**Text extract**
──────────

All of lore.kernel.org
 help / color / mirror / Atom feed
From: Like Xu <like.xu.linux@gmail.com>
To: Jim Mattson <jmattson@google.com>,
	Sean Christopherson <seanjc@google.com>
Cc: Sandipan Das <sandipan.das@amd.com>,
	Paolo Bonzini <pbonzini@redhat.com>,
	Ravi Bangoria <ravi.bangoria@amd.com>,
	kvm@vger.kernel.org, linux-kernel@vger.kernel.org,
	Santosh Shukla <santosh.shukla@amd.com>,
	"Tom Lendacky (AMD)" <thomas.lendacky@amd.com>,
	Ananth Narayan <ananth.narayan@amd.com>
Subject: Re: [PATCH 5/5] KVM: x86/pmu: Hide guest counter updates from the VMRUN instruction
Date: Mon, 29 May 2023 22:51:51 +0800	[thread overview]
Message-ID: <ec42501c-2e66-5248-5b97-4827344418f3@gmail.com> (raw)

──────────

**Supplied material**
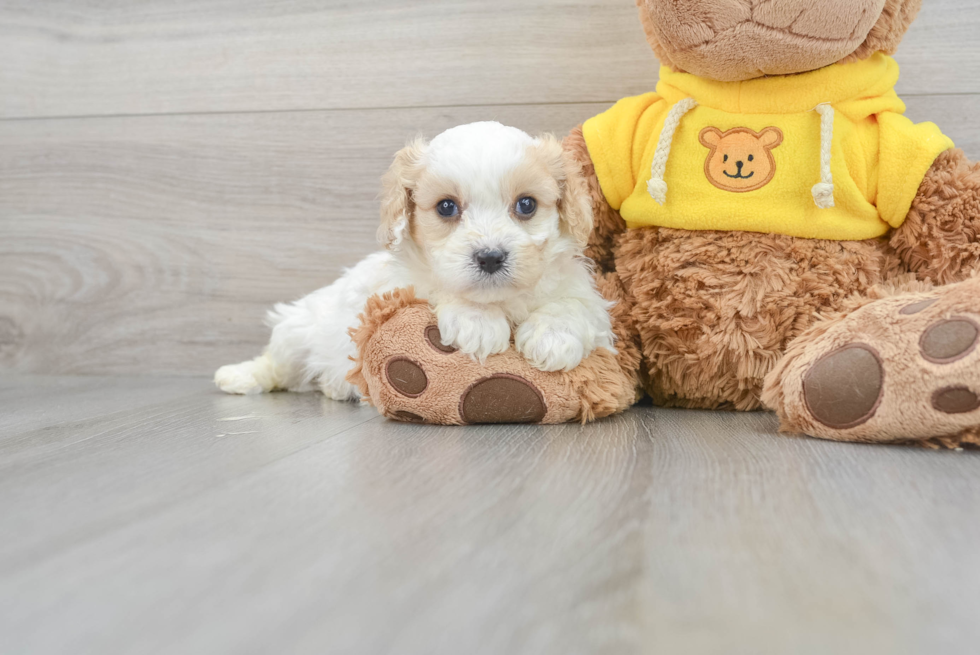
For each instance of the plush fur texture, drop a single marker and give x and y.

──────────

**To do**
1. In the KVM mailing-list message, who is the sender?
2. List every entry in the Cc field of the KVM mailing-list message.
3. Carry on the KVM mailing-list message from the point where its text stops.

**The answers**
1. Like Xu, at like.xu.linux@gmail.com.

2.
- Sandipan Das <sandipan.das@amd.com>
- Paolo Bonzini <pbonzini@redhat.com>
- Ravi Bangoria <ravi.bangoria@amd.com>
- kvm@vger.kernel.org
- linux-kernel@vger.kernel.org
- Santosh Shukla <santosh.shukla@amd.com>
- "Tom Lendacky (AMD)" <thomas.lendacky@amd.com>
- Ananth Narayan <ananth.narayan@amd.com>

3.
In-Reply-To: <CALMp9eQrDX6=gJzybegjzDJ665NCuWmESt-sZrKHcncnuENdpA@mail.gmail.com>

On 25/5/2023 5:32 am, Jim Mattson wrote:
> On Wed, May 24, 2023 at 2:29 PM Sean Christopherson <seanjc@google.com> wrote:
>>
>> On Wed, May 24, 2023, Jim Mattson wrote:
>>> On Wed, May 24, 2023 at 1:41 PM Sean Christopherson <seanjc@google.com> wrote:
>>>>
>>>> On Wed, Apr 26, 2023, Sandipan Das wrote:
>>>>> Hi Sean, Like,
>>>>>
>>>>> On 4/19/2023 7:11 PM, Like Xu wrote:
>>>>>>> Heh, it's very much explicable, it's just not desirable, and you and I would argue
>>>>>>> that it's also incorrect.
>>>>>>
>>>>>> This is completely inaccurate from the end guest pmu user's perspective.
>>>>>>
>>>>>> I have a toy that looks like virtio-pmu, through which guest users can get hypervisor performance data.
>>>>>> But the side effect of letting the guest see the VMRUN instruction by default is unacceptable, isn't it ?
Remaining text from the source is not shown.